-- Source data follows --

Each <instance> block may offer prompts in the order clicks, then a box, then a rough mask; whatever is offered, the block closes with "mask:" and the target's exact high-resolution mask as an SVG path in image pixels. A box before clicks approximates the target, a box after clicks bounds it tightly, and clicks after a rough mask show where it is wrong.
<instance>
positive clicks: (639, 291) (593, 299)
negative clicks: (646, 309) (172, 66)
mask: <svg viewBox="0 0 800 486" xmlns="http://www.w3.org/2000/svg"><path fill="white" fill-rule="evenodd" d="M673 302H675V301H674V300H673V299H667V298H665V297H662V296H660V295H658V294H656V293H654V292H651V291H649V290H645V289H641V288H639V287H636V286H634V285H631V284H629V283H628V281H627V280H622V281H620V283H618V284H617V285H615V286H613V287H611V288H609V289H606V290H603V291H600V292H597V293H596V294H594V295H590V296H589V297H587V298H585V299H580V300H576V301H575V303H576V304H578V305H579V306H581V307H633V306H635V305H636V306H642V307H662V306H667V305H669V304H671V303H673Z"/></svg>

-- Source data concluded --

#### Work to be completed
Say how many lines above include "instance", please, and nothing else.

#### Response to the task
2